··· Information supplied ···

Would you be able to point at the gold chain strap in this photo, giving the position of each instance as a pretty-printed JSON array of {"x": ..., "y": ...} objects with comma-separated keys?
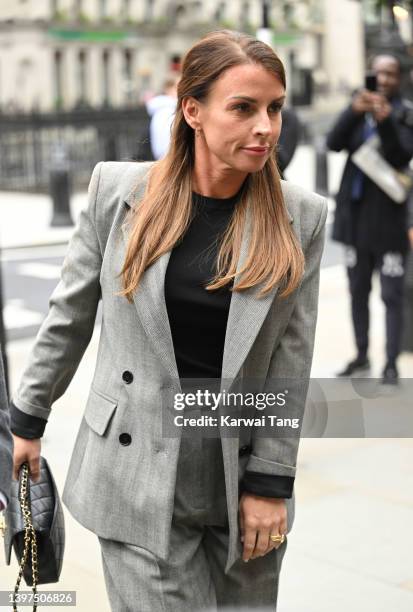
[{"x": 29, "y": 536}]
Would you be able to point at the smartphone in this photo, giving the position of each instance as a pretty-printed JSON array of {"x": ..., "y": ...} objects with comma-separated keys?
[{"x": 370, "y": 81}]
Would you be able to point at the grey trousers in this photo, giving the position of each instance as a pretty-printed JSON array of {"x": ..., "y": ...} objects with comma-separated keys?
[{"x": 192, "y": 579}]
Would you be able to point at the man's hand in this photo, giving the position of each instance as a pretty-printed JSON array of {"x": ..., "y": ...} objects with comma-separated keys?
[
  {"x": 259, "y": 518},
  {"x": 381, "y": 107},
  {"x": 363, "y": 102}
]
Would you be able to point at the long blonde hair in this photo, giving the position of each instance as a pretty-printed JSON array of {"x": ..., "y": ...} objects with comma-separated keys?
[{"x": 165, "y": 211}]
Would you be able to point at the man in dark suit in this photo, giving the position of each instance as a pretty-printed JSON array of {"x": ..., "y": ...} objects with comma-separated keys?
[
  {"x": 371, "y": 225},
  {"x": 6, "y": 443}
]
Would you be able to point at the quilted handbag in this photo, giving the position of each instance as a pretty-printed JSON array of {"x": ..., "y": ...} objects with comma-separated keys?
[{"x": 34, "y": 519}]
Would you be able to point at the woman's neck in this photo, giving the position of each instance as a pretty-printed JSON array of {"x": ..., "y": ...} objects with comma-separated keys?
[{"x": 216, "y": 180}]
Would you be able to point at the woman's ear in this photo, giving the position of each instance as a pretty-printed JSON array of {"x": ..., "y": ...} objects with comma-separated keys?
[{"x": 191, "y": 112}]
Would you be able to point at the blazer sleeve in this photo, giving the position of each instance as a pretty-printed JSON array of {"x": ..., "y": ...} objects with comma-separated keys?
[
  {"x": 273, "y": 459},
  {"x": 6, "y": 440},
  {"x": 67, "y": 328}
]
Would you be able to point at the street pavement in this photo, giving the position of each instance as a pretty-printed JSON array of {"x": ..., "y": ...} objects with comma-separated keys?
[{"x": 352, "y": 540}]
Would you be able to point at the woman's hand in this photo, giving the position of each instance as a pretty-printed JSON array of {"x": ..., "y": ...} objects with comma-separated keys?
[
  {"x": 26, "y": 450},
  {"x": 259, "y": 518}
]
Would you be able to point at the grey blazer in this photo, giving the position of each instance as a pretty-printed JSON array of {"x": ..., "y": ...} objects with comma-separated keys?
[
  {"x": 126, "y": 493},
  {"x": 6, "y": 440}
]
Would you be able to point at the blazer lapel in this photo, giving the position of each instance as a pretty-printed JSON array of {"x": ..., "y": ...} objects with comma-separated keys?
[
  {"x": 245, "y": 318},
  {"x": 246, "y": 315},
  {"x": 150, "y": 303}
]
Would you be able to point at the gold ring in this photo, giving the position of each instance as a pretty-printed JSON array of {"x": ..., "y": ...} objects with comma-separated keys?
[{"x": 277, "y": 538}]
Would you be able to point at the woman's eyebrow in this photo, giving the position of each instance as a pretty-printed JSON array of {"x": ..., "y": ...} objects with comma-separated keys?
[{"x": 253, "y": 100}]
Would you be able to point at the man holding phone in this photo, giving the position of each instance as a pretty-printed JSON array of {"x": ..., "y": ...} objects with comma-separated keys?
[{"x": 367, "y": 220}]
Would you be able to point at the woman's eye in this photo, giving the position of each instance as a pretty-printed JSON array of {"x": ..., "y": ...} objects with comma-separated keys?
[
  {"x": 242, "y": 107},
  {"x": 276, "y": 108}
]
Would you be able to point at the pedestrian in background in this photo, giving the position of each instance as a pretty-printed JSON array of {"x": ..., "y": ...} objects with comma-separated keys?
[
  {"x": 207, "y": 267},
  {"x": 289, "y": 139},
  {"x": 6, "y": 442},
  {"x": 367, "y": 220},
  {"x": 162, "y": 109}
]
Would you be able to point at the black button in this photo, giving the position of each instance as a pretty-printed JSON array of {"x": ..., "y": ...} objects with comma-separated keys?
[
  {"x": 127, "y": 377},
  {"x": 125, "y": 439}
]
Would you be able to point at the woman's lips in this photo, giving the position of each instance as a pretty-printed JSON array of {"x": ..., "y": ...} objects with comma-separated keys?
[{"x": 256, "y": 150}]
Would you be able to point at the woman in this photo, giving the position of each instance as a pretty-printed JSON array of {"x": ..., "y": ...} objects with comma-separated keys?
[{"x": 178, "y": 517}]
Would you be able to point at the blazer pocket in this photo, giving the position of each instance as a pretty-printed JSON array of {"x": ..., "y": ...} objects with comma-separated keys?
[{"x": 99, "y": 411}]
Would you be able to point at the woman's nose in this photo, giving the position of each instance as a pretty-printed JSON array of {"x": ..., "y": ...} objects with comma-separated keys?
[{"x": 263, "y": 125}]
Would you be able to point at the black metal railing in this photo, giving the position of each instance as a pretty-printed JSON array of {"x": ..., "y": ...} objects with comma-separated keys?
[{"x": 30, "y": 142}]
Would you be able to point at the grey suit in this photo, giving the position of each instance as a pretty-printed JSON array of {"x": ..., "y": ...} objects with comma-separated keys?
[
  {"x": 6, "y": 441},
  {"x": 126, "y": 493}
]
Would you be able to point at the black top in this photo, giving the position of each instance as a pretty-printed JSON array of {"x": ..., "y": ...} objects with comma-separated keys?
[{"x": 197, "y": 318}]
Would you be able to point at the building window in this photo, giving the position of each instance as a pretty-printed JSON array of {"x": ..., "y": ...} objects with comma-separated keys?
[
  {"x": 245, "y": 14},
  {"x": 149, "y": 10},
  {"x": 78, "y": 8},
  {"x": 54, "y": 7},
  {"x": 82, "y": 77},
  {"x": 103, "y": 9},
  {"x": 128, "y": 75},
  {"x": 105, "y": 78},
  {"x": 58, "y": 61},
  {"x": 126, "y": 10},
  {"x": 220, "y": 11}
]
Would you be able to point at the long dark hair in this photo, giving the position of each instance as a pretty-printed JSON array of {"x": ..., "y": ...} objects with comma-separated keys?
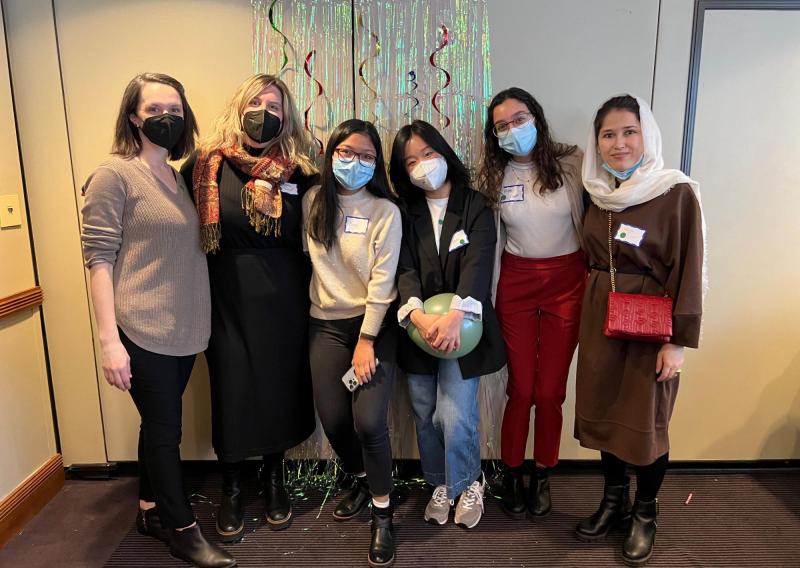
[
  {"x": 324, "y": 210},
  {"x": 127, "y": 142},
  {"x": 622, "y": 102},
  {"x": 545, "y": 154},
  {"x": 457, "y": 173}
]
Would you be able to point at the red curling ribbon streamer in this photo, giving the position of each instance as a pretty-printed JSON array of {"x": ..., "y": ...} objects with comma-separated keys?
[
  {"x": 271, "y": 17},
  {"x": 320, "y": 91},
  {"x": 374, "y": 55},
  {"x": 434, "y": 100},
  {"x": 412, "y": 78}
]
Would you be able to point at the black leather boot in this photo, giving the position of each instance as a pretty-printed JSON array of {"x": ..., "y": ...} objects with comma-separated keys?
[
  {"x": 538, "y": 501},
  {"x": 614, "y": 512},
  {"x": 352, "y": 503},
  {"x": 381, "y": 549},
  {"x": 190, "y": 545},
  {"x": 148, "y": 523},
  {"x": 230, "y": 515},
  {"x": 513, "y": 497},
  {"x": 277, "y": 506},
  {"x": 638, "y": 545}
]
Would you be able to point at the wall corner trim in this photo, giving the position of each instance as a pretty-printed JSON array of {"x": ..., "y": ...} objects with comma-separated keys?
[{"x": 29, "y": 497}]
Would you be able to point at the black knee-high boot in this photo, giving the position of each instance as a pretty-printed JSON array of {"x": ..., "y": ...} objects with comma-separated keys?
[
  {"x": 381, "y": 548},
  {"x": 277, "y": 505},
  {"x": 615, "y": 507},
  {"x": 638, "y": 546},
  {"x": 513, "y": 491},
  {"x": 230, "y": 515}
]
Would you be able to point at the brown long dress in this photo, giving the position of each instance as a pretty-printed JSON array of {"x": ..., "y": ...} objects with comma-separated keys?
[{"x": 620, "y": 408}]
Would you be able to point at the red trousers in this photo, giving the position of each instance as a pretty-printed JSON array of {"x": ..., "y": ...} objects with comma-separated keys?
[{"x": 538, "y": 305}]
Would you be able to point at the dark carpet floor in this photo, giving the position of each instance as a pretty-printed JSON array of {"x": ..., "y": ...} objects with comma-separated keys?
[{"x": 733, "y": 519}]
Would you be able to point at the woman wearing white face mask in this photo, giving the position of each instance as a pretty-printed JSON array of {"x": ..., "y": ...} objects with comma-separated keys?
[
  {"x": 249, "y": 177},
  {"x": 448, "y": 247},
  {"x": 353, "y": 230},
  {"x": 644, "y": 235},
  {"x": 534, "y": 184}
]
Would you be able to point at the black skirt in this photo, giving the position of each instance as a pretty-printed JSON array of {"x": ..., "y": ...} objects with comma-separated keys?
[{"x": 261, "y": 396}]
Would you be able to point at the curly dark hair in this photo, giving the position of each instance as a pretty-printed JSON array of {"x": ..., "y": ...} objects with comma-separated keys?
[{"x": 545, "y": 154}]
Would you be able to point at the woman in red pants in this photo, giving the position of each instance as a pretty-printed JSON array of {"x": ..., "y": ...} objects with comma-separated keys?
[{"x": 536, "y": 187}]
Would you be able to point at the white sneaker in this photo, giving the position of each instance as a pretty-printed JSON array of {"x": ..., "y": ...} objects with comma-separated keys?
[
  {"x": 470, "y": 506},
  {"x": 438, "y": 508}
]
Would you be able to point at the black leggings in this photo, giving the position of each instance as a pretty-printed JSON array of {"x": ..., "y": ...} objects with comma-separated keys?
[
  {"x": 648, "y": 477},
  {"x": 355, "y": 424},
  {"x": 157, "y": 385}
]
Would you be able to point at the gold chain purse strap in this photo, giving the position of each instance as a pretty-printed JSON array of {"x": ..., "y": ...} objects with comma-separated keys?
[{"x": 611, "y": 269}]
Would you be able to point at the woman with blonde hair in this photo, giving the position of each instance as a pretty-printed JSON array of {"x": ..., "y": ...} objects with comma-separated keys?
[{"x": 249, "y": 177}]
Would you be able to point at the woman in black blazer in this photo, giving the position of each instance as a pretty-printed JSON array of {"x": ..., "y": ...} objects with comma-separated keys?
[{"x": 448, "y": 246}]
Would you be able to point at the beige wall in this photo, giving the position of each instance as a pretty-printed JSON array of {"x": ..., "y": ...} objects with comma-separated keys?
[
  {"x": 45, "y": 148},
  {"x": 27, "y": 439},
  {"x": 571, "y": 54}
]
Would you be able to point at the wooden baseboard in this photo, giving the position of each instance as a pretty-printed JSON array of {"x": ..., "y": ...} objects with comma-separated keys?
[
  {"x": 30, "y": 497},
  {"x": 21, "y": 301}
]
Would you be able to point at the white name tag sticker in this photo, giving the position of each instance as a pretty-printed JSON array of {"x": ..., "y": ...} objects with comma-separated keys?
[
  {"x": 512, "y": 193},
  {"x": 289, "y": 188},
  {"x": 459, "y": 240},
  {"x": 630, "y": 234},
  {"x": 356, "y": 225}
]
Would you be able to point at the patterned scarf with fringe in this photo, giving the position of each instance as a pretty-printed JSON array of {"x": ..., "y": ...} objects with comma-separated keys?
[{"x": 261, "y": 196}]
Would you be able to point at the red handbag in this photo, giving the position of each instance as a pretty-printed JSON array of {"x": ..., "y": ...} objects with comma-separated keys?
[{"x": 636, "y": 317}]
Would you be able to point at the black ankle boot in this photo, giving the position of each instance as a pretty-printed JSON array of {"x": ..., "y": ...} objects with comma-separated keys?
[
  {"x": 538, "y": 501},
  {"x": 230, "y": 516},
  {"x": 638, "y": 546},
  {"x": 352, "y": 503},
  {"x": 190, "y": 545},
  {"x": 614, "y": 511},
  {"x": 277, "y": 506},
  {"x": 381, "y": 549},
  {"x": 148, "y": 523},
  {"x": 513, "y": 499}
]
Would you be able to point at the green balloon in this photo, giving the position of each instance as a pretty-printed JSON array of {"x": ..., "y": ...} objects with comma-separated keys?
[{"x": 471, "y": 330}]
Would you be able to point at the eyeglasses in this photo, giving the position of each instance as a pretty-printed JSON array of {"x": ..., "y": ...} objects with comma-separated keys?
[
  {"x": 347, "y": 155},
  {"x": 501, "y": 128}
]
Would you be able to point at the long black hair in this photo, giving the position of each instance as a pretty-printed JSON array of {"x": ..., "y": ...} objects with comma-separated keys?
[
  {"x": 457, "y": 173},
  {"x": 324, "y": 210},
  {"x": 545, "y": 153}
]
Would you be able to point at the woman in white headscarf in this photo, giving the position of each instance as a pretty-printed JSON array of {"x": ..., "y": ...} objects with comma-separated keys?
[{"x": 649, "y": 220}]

···

§ What the exercise asks
Copy the records word for word, starting at the line containing "Would you be able to point at the eyeglasses" and ending at the last line of the records.

§ Solution to this exercise
Would you be able to point at the eyeglasses in this photo, giving the position of each instance as a pretty-printed JSON array of {"x": ..., "y": ...} objects with comma-separated keys?
[
  {"x": 347, "y": 155},
  {"x": 501, "y": 128}
]
Would you be able to point at the long black hair in this photo, giving the position of each instance as a pretty-printed JSON array of {"x": ..., "y": ...} objects with comma-separated keys?
[
  {"x": 457, "y": 173},
  {"x": 324, "y": 210},
  {"x": 545, "y": 153}
]
Would you be able to point at the woman in white headscarf in this photo, giving the position of each instance as a pretty-printed JSON array of {"x": ..., "y": ...} objects with comma-separated keys?
[{"x": 649, "y": 220}]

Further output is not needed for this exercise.